## EXTRACTED RECORDS:
— START —
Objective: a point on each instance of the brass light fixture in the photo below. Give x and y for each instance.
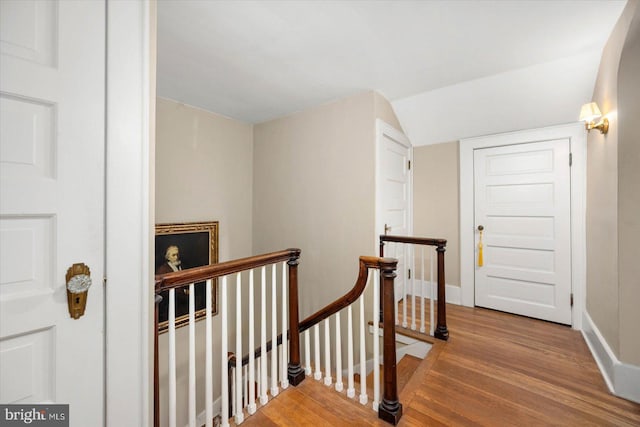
(589, 113)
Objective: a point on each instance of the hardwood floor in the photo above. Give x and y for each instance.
(496, 370)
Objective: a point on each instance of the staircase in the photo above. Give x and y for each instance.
(313, 403)
(250, 389)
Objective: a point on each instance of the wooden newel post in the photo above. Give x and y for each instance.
(390, 409)
(441, 331)
(295, 373)
(156, 367)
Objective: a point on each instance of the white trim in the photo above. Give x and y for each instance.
(452, 292)
(621, 378)
(577, 136)
(201, 418)
(384, 128)
(129, 215)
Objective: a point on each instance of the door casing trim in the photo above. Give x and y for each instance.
(576, 134)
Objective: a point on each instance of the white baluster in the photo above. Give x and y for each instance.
(422, 319)
(234, 405)
(274, 335)
(224, 379)
(339, 385)
(192, 356)
(208, 369)
(318, 373)
(376, 339)
(307, 353)
(327, 352)
(263, 336)
(396, 313)
(238, 399)
(404, 286)
(351, 391)
(284, 382)
(431, 314)
(172, 357)
(251, 407)
(363, 357)
(412, 251)
(259, 375)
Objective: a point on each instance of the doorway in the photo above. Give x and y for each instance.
(394, 193)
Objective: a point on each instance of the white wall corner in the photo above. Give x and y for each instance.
(622, 379)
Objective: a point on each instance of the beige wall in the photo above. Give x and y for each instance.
(610, 179)
(314, 189)
(629, 193)
(204, 169)
(436, 209)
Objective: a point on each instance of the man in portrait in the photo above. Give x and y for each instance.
(173, 262)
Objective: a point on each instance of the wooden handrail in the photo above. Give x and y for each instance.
(352, 296)
(343, 302)
(441, 331)
(389, 409)
(198, 274)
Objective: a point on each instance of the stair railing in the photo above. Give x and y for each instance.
(388, 407)
(240, 395)
(405, 249)
(285, 371)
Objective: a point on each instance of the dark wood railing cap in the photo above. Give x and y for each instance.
(199, 274)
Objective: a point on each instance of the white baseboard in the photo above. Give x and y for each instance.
(452, 292)
(622, 379)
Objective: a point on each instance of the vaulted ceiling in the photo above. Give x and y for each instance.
(258, 60)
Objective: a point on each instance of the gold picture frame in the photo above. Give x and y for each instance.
(196, 245)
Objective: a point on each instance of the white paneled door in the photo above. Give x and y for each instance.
(52, 108)
(522, 201)
(394, 194)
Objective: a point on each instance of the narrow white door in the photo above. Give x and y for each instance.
(52, 108)
(522, 199)
(393, 194)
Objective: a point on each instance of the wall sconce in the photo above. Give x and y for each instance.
(589, 113)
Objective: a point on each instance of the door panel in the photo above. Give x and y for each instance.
(393, 195)
(522, 199)
(52, 212)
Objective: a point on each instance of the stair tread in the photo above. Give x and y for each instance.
(312, 403)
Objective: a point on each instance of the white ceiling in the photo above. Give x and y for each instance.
(258, 60)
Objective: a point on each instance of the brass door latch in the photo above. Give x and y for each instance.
(78, 283)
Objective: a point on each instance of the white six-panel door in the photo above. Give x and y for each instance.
(52, 109)
(522, 199)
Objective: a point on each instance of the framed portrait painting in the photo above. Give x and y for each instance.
(179, 247)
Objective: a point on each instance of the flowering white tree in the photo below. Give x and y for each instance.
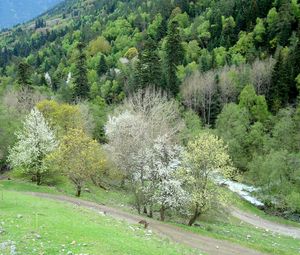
(35, 141)
(127, 137)
(163, 189)
(205, 158)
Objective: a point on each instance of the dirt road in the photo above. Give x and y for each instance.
(265, 224)
(205, 244)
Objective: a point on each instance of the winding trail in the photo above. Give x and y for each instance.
(207, 245)
(265, 224)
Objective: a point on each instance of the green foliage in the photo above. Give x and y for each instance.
(174, 56)
(81, 86)
(255, 105)
(79, 157)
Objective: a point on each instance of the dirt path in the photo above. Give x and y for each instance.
(265, 224)
(205, 244)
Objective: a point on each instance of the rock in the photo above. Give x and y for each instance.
(87, 190)
(37, 236)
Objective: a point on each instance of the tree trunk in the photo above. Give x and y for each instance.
(145, 210)
(162, 213)
(78, 192)
(150, 215)
(194, 217)
(38, 178)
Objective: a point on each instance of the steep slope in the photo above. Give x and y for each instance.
(13, 12)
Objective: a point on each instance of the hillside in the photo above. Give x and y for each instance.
(159, 100)
(14, 12)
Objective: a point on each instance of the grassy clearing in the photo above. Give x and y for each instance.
(235, 200)
(40, 226)
(247, 235)
(217, 225)
(112, 197)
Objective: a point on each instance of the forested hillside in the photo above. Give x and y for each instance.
(13, 12)
(230, 70)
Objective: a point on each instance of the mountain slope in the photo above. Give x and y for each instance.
(13, 12)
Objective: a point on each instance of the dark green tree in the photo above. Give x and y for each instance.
(174, 57)
(149, 68)
(24, 75)
(81, 86)
(102, 67)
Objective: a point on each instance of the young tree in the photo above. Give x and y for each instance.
(63, 117)
(35, 142)
(198, 92)
(79, 157)
(163, 188)
(206, 157)
(81, 86)
(174, 56)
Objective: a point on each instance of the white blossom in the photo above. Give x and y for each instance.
(35, 141)
(48, 79)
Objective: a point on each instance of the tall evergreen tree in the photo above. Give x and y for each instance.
(102, 67)
(81, 86)
(24, 75)
(149, 68)
(174, 56)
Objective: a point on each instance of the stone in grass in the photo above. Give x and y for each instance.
(37, 236)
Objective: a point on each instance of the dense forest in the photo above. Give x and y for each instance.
(230, 69)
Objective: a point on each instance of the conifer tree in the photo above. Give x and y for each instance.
(174, 56)
(81, 86)
(102, 67)
(24, 75)
(149, 69)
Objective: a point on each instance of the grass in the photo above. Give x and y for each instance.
(247, 235)
(40, 226)
(216, 225)
(112, 197)
(243, 205)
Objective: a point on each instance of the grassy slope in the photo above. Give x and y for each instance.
(49, 227)
(245, 206)
(218, 226)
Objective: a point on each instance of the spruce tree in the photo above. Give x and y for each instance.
(81, 86)
(24, 75)
(174, 57)
(149, 68)
(102, 67)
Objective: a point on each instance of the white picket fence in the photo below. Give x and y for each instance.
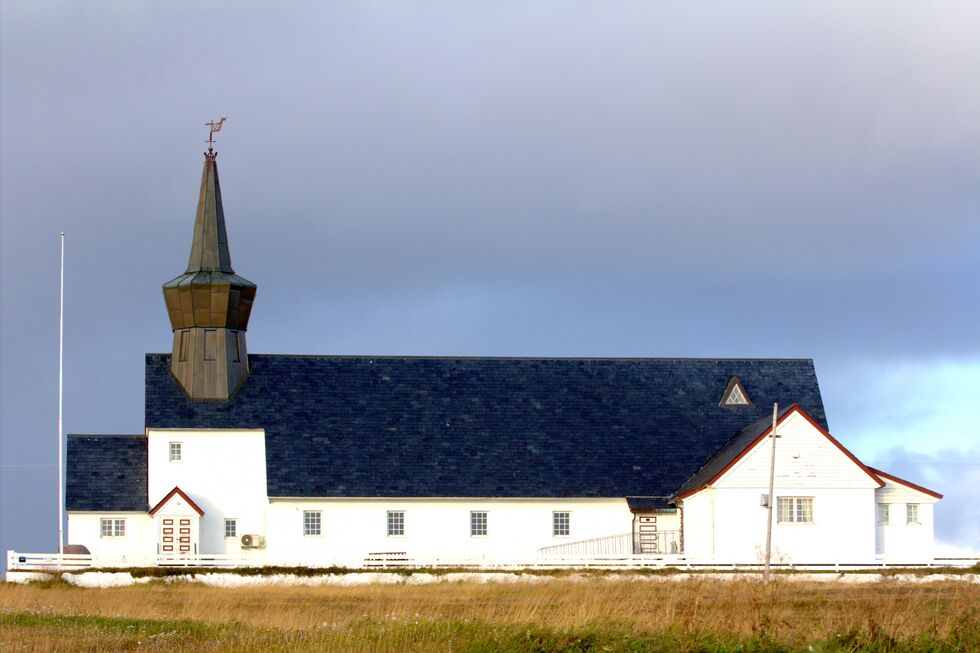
— END —
## STATED EXERCISE:
Convert the records above into a JSON list of strings with one string per line, skipping blank lines and leaving the pictures out.

## RESULT OF THE TASK:
[
  "Objective: a point on each instance of the brass light fixture in the photo below. Give x and y for each instance.",
  "(589, 113)",
  "Objective: a point on each instance of the hardwood floor in the photo above. Give x and y for each instance.",
  "(496, 370)",
  "Objective: a point on each instance of the staircase in the photo above. Give x and y for each instance.",
  "(313, 403)",
  "(250, 389)",
  "Objective: a point on each instance of the wooden newel post in the photo above. Give x and y for each instance.",
  "(390, 409)",
  "(441, 331)",
  "(295, 373)",
  "(156, 367)",
  "Objective: a point on each instance of the white trim in the photo above. Give x and y for each instance.",
  "(452, 292)",
  "(621, 378)",
  "(577, 136)",
  "(201, 418)",
  "(384, 128)",
  "(129, 215)",
  "Objective: a point on each instance of the door casing trim in the photo above. Give x and y for each instance.",
  "(576, 134)",
  "Objective: a point on each instance of the white baluster in the photo above. Give x and y for each instance.",
  "(422, 319)",
  "(234, 405)",
  "(274, 335)",
  "(224, 379)",
  "(339, 385)",
  "(192, 356)",
  "(208, 369)",
  "(318, 373)",
  "(376, 339)",
  "(307, 353)",
  "(327, 352)",
  "(263, 336)",
  "(396, 313)",
  "(238, 399)",
  "(404, 286)",
  "(351, 391)",
  "(284, 382)",
  "(431, 314)",
  "(172, 357)",
  "(251, 407)",
  "(363, 357)",
  "(412, 251)",
  "(259, 375)",
  "Objective: a point on each instance of the doorway in the photo above. Give x and y for each instance.",
  "(394, 193)",
  "Objective: a point on each instance of the white wall corner in the photo above. Give x and y for each instance.",
  "(622, 379)",
  "Objective: a point on each instance of the beige wall in the photo above. Give x and y for each instance.",
  "(610, 179)",
  "(314, 189)",
  "(629, 193)",
  "(204, 169)",
  "(436, 209)",
  "Objective: a point on each instance of the man in portrait in the photo above. Give x and y for each instance.",
  "(173, 262)",
  "Objective: a point on each instance of the wooden handrail in the photo above. Give x and y for each instance.",
  "(352, 296)",
  "(343, 302)",
  "(441, 331)",
  "(389, 409)",
  "(198, 274)",
  "Objective: a point on each instance of the stair railing in the photo above. Give x and y for each instance.",
  "(388, 407)",
  "(240, 395)",
  "(405, 249)",
  "(285, 371)",
  "Objective: a point on each instance of the dark wood railing cap in the photo above. Give x and y for each instance.",
  "(199, 274)",
  "Objective: a point on each instance of the white baseboard in the photo above. Give x and y for each instance.",
  "(452, 292)",
  "(622, 379)",
  "Objective: a point on each instance of the vaulted ceiling in the photo above. Give x and y for each instance.",
  "(258, 60)",
  "Objective: a point on each instance of the gold picture frame in the photo above. Give x and y for each instance.",
  "(196, 245)",
  "Objective: a point on each instance of the white paneled door in the photo above. Give x and y for each instance.",
  "(52, 108)",
  "(522, 201)",
  "(394, 194)",
  "Objective: a point on each instance of the narrow white door in the photo above. Give x and y for each instance.",
  "(52, 108)",
  "(522, 199)",
  "(393, 194)",
  "Objective: a point on each instance of the wall sconce in the photo above. Give x and y for each instance.",
  "(589, 113)",
  "Objective: a point on each instance of the door panel in the photo above. Give x and y for each instance.",
  "(393, 195)",
  "(522, 199)",
  "(52, 212)",
  "Objective: a point on each instance of the stair tread in the photo above. Give x and y for each instance.",
  "(312, 403)",
  "Objective: a point on each instance of the white ceiling in the photo above. Give x and y for each instance.",
  "(258, 60)",
  "Objective: a point on each instance of the brass door latch in the photo above. Give x and y for each instance.",
  "(78, 283)",
  "Objective: a point on each instance of the white six-panel door in the photo above. Give x and y for each instance.",
  "(52, 109)",
  "(522, 199)",
  "Objective: a point on each instance of the framed portrait painting in the photo above. Give x and y for each instance.",
  "(179, 247)",
  "Objective: a point on each instance of the flowering white tree in the photo below. Give x and y for each instance.",
  "(35, 141)",
  "(127, 137)",
  "(163, 189)",
  "(205, 158)",
  "Objective: a point on each instance of the dirt road in the photo above. Give x and y for each instance.",
  "(265, 224)",
  "(205, 244)",
  "Objective: a point on each instance of the winding trail in the photo above. Give x and y for each instance.",
  "(207, 245)",
  "(265, 224)",
  "Objective: a point on each instance of the green foliage in the photo above. Give x and y for each instance.",
  "(174, 56)",
  "(81, 86)",
  "(255, 105)",
  "(79, 157)",
  "Objective: a point on each instance of the dirt path in the photo above. Give x and y for each instance.",
  "(265, 224)",
  "(205, 244)",
  "Objective: a point on each instance of the rock in the photo above. Give x and y for each instance.",
  "(87, 190)",
  "(37, 236)",
  "Objective: a point on each instance of the tree trunk in the photo above. Give x and y for each instance.",
  "(145, 210)",
  "(162, 213)",
  "(78, 192)",
  "(150, 215)",
  "(194, 217)",
  "(38, 178)",
  "Objective: a point on each instance of the steep slope in the photo above. Give x and y for each instance.",
  "(13, 12)",
  "Objective: a point on each instance of the hillside in the photo above. Give x and y for each instance.",
  "(159, 100)",
  "(14, 12)",
  "Objective: a point on each instance of the grassy clearing in the photo above. Give x and y for each instance.",
  "(235, 200)",
  "(40, 226)",
  "(247, 235)",
  "(217, 225)",
  "(112, 197)",
  "Objective: a point on each instance of the forested hillside in the photo above. Give x and y for each instance.",
  "(13, 12)",
  "(230, 70)",
  "Objective: a point on each instance of the mountain slope in the photo above. Give x and y for each instance.",
  "(13, 12)",
  "Objective: a point on each instance of the dark green tree in the photo above. Give x and y for each instance.",
  "(174, 57)",
  "(149, 68)",
  "(24, 75)",
  "(81, 86)",
  "(102, 67)",
  "Objective: a point on each instance of the young tree in the photo above. Give x and y for each instance.",
  "(63, 117)",
  "(35, 142)",
  "(198, 92)",
  "(79, 157)",
  "(163, 188)",
  "(206, 157)",
  "(81, 86)",
  "(174, 56)",
  "Objective: a point on each instance of the white blossom in the photo above. Give x and y for each instance.",
  "(35, 141)",
  "(48, 79)",
  "Objective: a point on each instance of the tall evergreen tree in the photo above. Give x and y for each instance.",
  "(102, 67)",
  "(81, 86)",
  "(24, 75)",
  "(149, 68)",
  "(174, 56)",
  "Objective: a point on each instance of the stone in grass in the photo above. Give x and y for each instance.",
  "(37, 236)",
  "Objective: a point on each instance of the dense forest in the photo above. Give x and y for each instance.",
  "(230, 69)",
  "Objective: a point on each instance of the conifer tree in the photo above. Give x and y for each instance.",
  "(174, 56)",
  "(81, 86)",
  "(102, 67)",
  "(24, 75)",
  "(149, 69)",
  "Objective: a point on each instance of the grass in the photo above. Give x and y for each instance.",
  "(247, 235)",
  "(40, 226)",
  "(216, 225)",
  "(112, 197)",
  "(243, 205)",
  "Objective: a point on each instance of the grassy slope in the photo above. Give x and y for each instance.",
  "(49, 227)",
  "(245, 206)",
  "(218, 226)",
  "Objective: a point on each instance of the spruce tree in the photo above. Give x and y for each instance.",
  "(81, 86)",
  "(24, 75)",
  "(174, 57)",
  "(149, 68)",
  "(102, 67)",
  "Objective: a point on each instance of the white picket fence in the photo below. Give x and y for each instance."
]